_GIVEN REQUEST_:
It is required that all of the data be written out exactly.

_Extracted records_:
──────────────────────────────
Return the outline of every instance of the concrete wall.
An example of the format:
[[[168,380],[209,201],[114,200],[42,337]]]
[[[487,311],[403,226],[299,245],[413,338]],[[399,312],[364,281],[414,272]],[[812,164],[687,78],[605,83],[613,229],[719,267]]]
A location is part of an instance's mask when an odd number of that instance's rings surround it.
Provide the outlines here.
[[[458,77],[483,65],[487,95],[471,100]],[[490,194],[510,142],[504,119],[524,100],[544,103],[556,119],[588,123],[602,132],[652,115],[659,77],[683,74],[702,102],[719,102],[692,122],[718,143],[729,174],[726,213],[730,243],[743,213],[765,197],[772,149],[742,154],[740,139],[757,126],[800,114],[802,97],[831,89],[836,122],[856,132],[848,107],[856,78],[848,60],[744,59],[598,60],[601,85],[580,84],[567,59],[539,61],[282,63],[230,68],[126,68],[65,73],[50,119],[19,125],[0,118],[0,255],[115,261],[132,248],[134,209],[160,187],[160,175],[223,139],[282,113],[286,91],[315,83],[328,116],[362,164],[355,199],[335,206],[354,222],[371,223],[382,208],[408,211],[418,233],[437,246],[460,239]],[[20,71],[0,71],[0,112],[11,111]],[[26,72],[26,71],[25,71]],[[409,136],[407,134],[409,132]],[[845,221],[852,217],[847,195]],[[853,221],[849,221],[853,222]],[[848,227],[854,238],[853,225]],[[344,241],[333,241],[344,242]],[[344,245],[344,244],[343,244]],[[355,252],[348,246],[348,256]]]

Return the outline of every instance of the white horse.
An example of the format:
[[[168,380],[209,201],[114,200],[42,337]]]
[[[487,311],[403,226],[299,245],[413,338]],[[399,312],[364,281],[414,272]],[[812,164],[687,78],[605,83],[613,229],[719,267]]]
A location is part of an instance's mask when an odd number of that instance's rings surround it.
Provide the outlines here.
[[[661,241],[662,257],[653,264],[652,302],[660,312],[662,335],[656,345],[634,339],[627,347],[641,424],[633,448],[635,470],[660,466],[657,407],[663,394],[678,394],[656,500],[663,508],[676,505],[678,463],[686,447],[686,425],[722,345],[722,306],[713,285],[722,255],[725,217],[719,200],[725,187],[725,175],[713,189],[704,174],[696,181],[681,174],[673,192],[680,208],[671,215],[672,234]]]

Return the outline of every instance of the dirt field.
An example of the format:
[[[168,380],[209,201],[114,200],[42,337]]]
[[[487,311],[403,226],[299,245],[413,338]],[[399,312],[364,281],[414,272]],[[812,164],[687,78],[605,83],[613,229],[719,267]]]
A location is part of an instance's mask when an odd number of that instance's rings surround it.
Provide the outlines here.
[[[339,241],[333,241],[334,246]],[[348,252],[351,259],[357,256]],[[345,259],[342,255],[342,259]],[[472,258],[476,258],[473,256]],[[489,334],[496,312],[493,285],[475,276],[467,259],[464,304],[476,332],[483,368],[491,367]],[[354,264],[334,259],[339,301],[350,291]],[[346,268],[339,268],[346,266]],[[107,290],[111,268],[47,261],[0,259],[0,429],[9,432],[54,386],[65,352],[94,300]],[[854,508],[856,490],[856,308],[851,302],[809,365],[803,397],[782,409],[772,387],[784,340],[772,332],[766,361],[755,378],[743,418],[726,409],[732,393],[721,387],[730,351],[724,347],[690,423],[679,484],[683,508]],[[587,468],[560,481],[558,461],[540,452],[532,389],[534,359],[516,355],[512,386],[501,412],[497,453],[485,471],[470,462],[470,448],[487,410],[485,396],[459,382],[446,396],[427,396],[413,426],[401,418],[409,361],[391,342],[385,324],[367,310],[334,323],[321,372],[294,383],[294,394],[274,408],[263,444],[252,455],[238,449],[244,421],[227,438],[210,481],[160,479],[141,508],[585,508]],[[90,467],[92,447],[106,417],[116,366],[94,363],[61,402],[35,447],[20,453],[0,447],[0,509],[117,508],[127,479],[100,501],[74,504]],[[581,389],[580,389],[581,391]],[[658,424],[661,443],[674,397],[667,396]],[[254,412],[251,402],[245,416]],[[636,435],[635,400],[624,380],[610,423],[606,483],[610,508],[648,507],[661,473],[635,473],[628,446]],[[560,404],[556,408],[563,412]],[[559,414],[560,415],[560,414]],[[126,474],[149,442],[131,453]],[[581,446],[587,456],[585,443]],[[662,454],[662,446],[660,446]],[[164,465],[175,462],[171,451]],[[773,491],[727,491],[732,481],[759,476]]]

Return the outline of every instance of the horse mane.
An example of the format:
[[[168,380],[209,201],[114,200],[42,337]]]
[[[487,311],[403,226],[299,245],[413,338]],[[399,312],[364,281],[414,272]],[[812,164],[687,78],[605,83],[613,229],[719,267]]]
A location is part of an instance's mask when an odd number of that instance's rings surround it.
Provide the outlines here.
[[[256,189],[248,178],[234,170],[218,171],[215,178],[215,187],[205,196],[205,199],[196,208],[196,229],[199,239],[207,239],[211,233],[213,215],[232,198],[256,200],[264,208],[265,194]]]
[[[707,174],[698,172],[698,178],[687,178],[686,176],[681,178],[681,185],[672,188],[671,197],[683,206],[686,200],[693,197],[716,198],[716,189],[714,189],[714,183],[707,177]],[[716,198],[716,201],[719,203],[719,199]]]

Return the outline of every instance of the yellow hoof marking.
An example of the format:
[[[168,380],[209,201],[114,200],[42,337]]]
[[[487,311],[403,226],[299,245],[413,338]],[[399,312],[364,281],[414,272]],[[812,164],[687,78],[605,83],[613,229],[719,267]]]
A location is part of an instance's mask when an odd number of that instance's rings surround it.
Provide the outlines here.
──────────────────────────────
_FINISHED TASK_:
Return the outline of every instance of the concrete wall.
An example of the format:
[[[168,380],[209,201],[114,200],[42,337]]]
[[[487,311],[403,226],[299,245],[413,338]],[[399,312],[364,281],[414,272]],[[812,164],[687,78],[605,83],[613,229],[719,267]]]
A location is part of an instance's mask when an odd number of that instance's rings surround it.
Provide the outlines here.
[[[458,77],[483,65],[487,95],[471,100]],[[490,194],[510,142],[504,119],[524,100],[544,103],[556,119],[588,123],[602,132],[652,115],[659,77],[683,74],[702,102],[719,102],[692,122],[718,143],[729,174],[726,213],[730,243],[743,213],[765,197],[772,149],[742,154],[740,139],[757,126],[800,114],[802,97],[831,89],[836,122],[856,132],[848,107],[856,78],[848,60],[744,59],[598,60],[601,85],[580,84],[567,59],[539,61],[282,63],[230,68],[126,68],[65,73],[50,119],[19,125],[0,118],[0,255],[115,261],[132,248],[134,209],[160,187],[160,175],[223,139],[282,113],[286,91],[315,83],[328,116],[362,164],[355,199],[335,206],[354,222],[371,223],[382,208],[408,211],[418,233],[437,246],[460,239]],[[20,71],[0,71],[0,112],[11,111]],[[26,72],[26,71],[25,71]],[[409,136],[407,134],[409,132]],[[845,221],[852,217],[847,195]],[[853,221],[849,221],[853,222]],[[848,227],[854,238],[853,225]],[[344,241],[333,241],[344,242]],[[344,245],[344,244],[343,244]],[[355,252],[348,246],[348,256]]]

Return the outline of every instance of the white horse.
An example of the format:
[[[168,380],[209,201],[114,200],[42,337]]]
[[[487,311],[403,226],[299,245],[413,338]],[[399,312],[364,281],[414,272]],[[812,164],[687,78],[605,83],[613,229],[719,267]]]
A location is part of an instance's mask when an odd number of that instance's rings surround it.
Provide the outlines here.
[[[661,241],[662,257],[653,264],[652,302],[660,312],[662,335],[656,345],[634,339],[627,347],[641,424],[633,448],[635,470],[660,466],[657,407],[663,394],[678,394],[656,500],[663,508],[676,505],[678,463],[686,447],[686,425],[722,345],[722,306],[713,285],[722,255],[725,217],[719,200],[725,187],[725,175],[713,189],[704,174],[696,181],[681,174],[673,192],[680,208],[671,215],[672,234]]]

Return the outline of every instance of the dirt field.
An example of the format:
[[[168,380],[209,201],[114,200],[42,337]]]
[[[487,311],[403,226],[299,245],[413,338]],[[399,312],[364,281],[414,272]],[[812,164],[687,78],[605,83],[613,229],[719,267]]]
A location is part of an instance's mask when an odd number of that instance's rings surround it.
Provide the outlines here.
[[[339,241],[333,241],[334,246]],[[348,252],[351,259],[357,256]],[[345,259],[342,255],[342,259]],[[472,258],[476,258],[473,256]],[[489,334],[496,312],[493,285],[475,276],[467,259],[464,304],[476,332],[483,368],[491,367]],[[354,264],[334,259],[339,301],[350,291]],[[346,268],[339,268],[346,266]],[[107,290],[111,268],[47,261],[0,259],[0,429],[9,432],[54,386],[65,352],[94,300]],[[854,508],[856,490],[856,308],[851,302],[809,365],[803,397],[782,409],[772,387],[784,340],[772,332],[766,361],[755,378],[743,418],[726,409],[732,393],[721,387],[730,351],[724,347],[690,423],[679,484],[683,508]],[[587,468],[560,481],[558,461],[540,452],[532,389],[534,359],[516,355],[512,386],[501,412],[497,453],[485,471],[470,462],[470,448],[487,410],[485,396],[459,382],[446,396],[427,396],[413,426],[401,418],[409,361],[391,342],[385,324],[367,310],[334,323],[321,372],[294,383],[294,394],[274,408],[263,444],[252,455],[238,449],[244,421],[227,438],[210,481],[160,479],[141,508],[585,508]],[[90,467],[92,447],[106,417],[116,366],[94,363],[61,402],[35,447],[20,453],[0,447],[0,509],[117,508],[127,479],[100,501],[74,504]],[[581,389],[580,389],[581,391]],[[658,424],[661,443],[674,397],[667,396]],[[254,412],[251,402],[245,416]],[[636,435],[635,400],[624,380],[610,423],[606,483],[610,508],[648,507],[661,473],[635,473],[628,446]],[[560,404],[556,408],[563,412]],[[559,414],[560,415],[560,414]],[[126,474],[149,442],[131,453]],[[581,446],[587,456],[585,443]],[[662,454],[662,446],[660,446]],[[164,465],[175,462],[171,451]],[[773,491],[727,491],[732,481],[759,476]]]

Return the outline of every instance of the horse mane.
An example of the format:
[[[168,380],[209,201],[114,200],[42,337]]]
[[[487,311],[403,226],[299,245],[413,338]],[[399,312],[364,281],[414,272]],[[812,164],[687,78],[605,83],[613,229],[719,267]]]
A location is part of an instance's mask when an odd number of that instance's rings surround it.
Provide the outlines here.
[[[256,189],[248,178],[234,170],[218,171],[215,178],[215,187],[205,196],[205,199],[196,208],[196,229],[199,239],[207,239],[211,233],[213,215],[232,198],[256,200],[264,208],[265,194]]]
[[[707,174],[698,172],[698,178],[687,178],[686,176],[681,178],[681,185],[672,188],[671,197],[683,206],[686,200],[693,197],[716,198],[716,189],[714,189],[714,183],[707,177]],[[716,198],[716,201],[719,203],[719,199]]]

Return the outline of every instance of the yellow hoof marking.
An example of the format:
[[[168,380],[209,201],[114,200],[42,337]]]
[[[487,311],[403,226],[299,245],[413,338]],[[399,312],[364,281],[414,272]],[[812,164],[687,78],[605,83],[613,229],[719,267]]]
A location is part of an instance's mask when an odd number of that instance's rings surround it.
Provide the outlines here.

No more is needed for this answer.